=== GIVEN PASSAGE ===
((
The restaurant is about 30 minutes walk across the Sydney CBD from where I live, and even in the shittiest weather I’ll still go there. For me, it’s a place worth making that effort for, and for three hours or so I can focus on just eating, reading, surfing the net and sometimes writing posts for Black and Blue Man.
Last night was my most recent visit there, and one of the most rewarding – because not only did it help me unwind after witnessing something very distressing while travelling there, but an extra gesture by the staff was greatly appreciated.
Friday, 19 August 2011.
At 5:33pm, I left home to begin that evening’s journey to the restaurant.
That afternoon it had rained on and off, so as insurance I carried my umbrella in my hand instead of in my backpack.
A few minutes later, I was heading north-west down the stretch of Oxford Street that leads to its intersection with Crown Street. Night had fallen, there were bright lights everywhere and Oxford was flooded with pedestrians and traffic rushing in both directions eager to get home or have a night on the town.
As I approached the north-east curb of Oxford and Crown, I heard music coming from diagonally-opposite across the intersection – and when I looked that way, I saw a guy with a guitar singing into a microphone within the small Pie Face eatery near the south-west curb. I smiled – that was the fun sort of thing that Pie Face would do.
A moment later, I walked past a young woman who handed me a flyer, and I smiled again as I saw that if I took that flyer to Pie Face tonight, I could get a free coffee or mini-pie.
Grabbing a mini-pie from there later tonight just before I got home was very appealing, and I tucked the flyer into my shirt pocket.
A moment after that, I halted at the north-west curb of Oxford and Crown where the lights on Crown were changing from green to yellow.
The southeast-bound traffic on Crown had already halted, and someone who looked like a dark-haired young man was already halfway across to where the northeast-bound lanes were empty. Many times during the past 10 years or so I’d done the same crossing-against-the-lights when the coast was clear, but tonight I was content to take my time and wait until WALK turned green –
Suddenly, a northeast-bound white sedan shot past on Crown.
Less than 10 metres away from where I was standing, the sedan hit the dark-haired young man with a loud thump near the centre of Crown.
The young man crumpled limply around the front right fender of the white sedan, and then hurtled aside and out of sight behind the first southeast-bound cars waiting at the lights.
The white sedan also vanished, although I don’t know if it continued on or pulled over.
For a moment, time stopped indeed.
My mind raced as I wondered what was the best thing to do.
Across Crown, where WALK was now green, two people were rushing across the now-empty crossing to where I presumed the young man was lying on the road out of my sight.
That helped me decide what to do.
I grabbed my iPhone, looked for the nearest shop doorway and raced inside, where I then dialed 000 and asked for an ambulance.
The operator connected me to the appropriate phone-line, and it rang.
I began pacing back and forth.
The phone kept ringing.
I kept pacing back and forth.
The phone kept ringing.
Why the hell was it taking so long to get through?!?
Suddenly the operator came back on, apologised for the busy line and connected me to another line.
))
=== EXERCISE A ===
In the passage about the walk to the restaurant, what time did the writer leave home that evening?
=== EXERCISE B ===
Pick up the passage about the walk to the restaurant after its last sentence and keep the story going.
You won't need the items for any of this.

=== GIVEN RECORDS ===
((
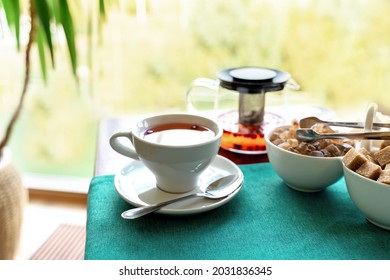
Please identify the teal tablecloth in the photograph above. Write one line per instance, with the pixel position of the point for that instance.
(266, 220)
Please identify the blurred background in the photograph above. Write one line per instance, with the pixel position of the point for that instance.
(146, 53)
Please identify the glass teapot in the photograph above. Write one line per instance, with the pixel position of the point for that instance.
(238, 99)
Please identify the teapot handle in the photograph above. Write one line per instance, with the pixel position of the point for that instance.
(194, 96)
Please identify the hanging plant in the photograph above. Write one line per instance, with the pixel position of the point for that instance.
(43, 14)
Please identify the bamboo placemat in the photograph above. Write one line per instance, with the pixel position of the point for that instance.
(67, 242)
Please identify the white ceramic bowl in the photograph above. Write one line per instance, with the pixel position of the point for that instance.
(301, 172)
(372, 198)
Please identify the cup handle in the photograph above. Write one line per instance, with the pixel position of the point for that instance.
(122, 149)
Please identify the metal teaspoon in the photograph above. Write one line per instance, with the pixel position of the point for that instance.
(220, 188)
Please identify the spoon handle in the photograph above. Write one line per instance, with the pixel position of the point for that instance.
(143, 210)
(356, 124)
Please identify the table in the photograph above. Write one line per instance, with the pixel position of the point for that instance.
(266, 220)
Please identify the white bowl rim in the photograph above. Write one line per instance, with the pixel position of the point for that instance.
(267, 139)
(365, 179)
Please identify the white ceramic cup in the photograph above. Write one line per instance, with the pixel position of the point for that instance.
(175, 162)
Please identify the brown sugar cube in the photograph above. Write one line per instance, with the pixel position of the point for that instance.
(353, 159)
(384, 177)
(367, 154)
(384, 144)
(383, 156)
(369, 170)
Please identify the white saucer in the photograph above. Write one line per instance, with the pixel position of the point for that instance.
(137, 185)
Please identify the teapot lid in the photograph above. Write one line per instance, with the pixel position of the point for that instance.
(253, 79)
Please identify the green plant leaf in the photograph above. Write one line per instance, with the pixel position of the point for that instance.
(12, 13)
(67, 24)
(44, 15)
(41, 51)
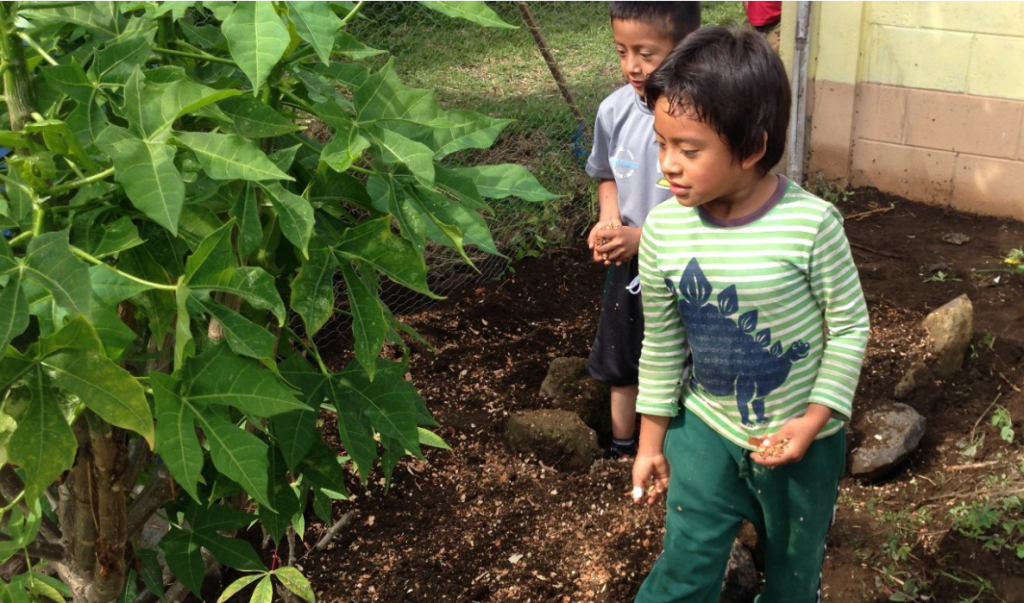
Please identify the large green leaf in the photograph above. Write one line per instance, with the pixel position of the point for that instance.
(283, 497)
(353, 427)
(227, 157)
(110, 288)
(256, 38)
(152, 108)
(239, 455)
(114, 63)
(43, 445)
(383, 97)
(346, 146)
(475, 11)
(389, 402)
(254, 119)
(295, 214)
(218, 377)
(316, 24)
(397, 149)
(245, 210)
(294, 432)
(212, 268)
(113, 238)
(243, 336)
(183, 558)
(104, 388)
(373, 242)
(112, 331)
(13, 310)
(51, 264)
(389, 196)
(466, 129)
(506, 180)
(312, 290)
(369, 324)
(176, 442)
(296, 583)
(71, 80)
(458, 224)
(146, 171)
))
=== OUTPUT A ===
5:33pm

=== OUTPUT B ===
It rang a few times, and then another operator answered me.
I told her where I was, what I’d seen and requested an ambulance.
The second operator mentioned that there had already been two calls about what I’d witnessed, although those calls had reported that a woman had been hit.
I spent the next minute or so to-ing and fro-ing from the shop doorway to back inside where it was less noisy as I tried to verify the second operator’s requests for further details – but apart from about five or six people who had gathered around where I presumed the young man or woman was still lying on Crown, I couldn’t see anything else.
Finally, the second operator asked if I had been enroute past the scene, and as I told her yes but that I could stay and wait if required I began to stammer.
She thanked me and said that it wasn’t necessary, and we ended our call.
I put my iPhone away and stepped out of the shop.
Across Crown, WALK was green again.
There was still a little cluster of people out in the middle of the street near the crossing.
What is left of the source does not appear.